Aprendió a boxear en las calles, sobre todo para defender su territorio, para que los otros buscavidas no le quitaran clientes. Un tipo llamado Pecado le ayudó buscándole combates. Con la revolución, el boxeo profesional se acabó en Cuba y entonces José Legrá abandonó la isla, con permiso. «Y ahora voy cuando me da la gana». Ya en Miami, coincidió en un gimnasio con un jovencísimo y amateur Cassius Clay.
–Venía de los Juegos Olímpicos de Roma. Ya era fanfarrón y vocinglero—me cuenta Legrá—, ya decía entonces cosas como «soy el más grande y voy a ser campeón del mundo». «Y yo también», le respondí. La verdad es que él fue el más grande.
–Usted fue un boxeador ágil y elegante. ¿También ha sido así en la vida?
–He procurado siempre no hacer mal a nadie. Pero quiero decirle algo. José María García, al que conocí cuando estaba en «Pueblo», me aconsejó cuando era boxeador y me ayuda ahora que no lo soy y no tengo nada. Me llama, me anima y todos los meses me da un dinero. Me llama «mi hermano negro». Quiero que lo ponga así. Estoy vivo gracias a él.
–Fue campeón de Europa, del Mundo, ganó mucha pasta...

TAREA A REALIZAR
Según el extracto, ¿con quién coincidió José Legrá en un gimnasio de Miami?

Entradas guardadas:
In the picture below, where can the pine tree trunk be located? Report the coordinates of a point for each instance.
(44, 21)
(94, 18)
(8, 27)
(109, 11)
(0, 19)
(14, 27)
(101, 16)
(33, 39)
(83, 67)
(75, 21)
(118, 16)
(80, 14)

ESPACIO DE RESPUESTA
Con un jovencísimo y amateur Cassius Clay.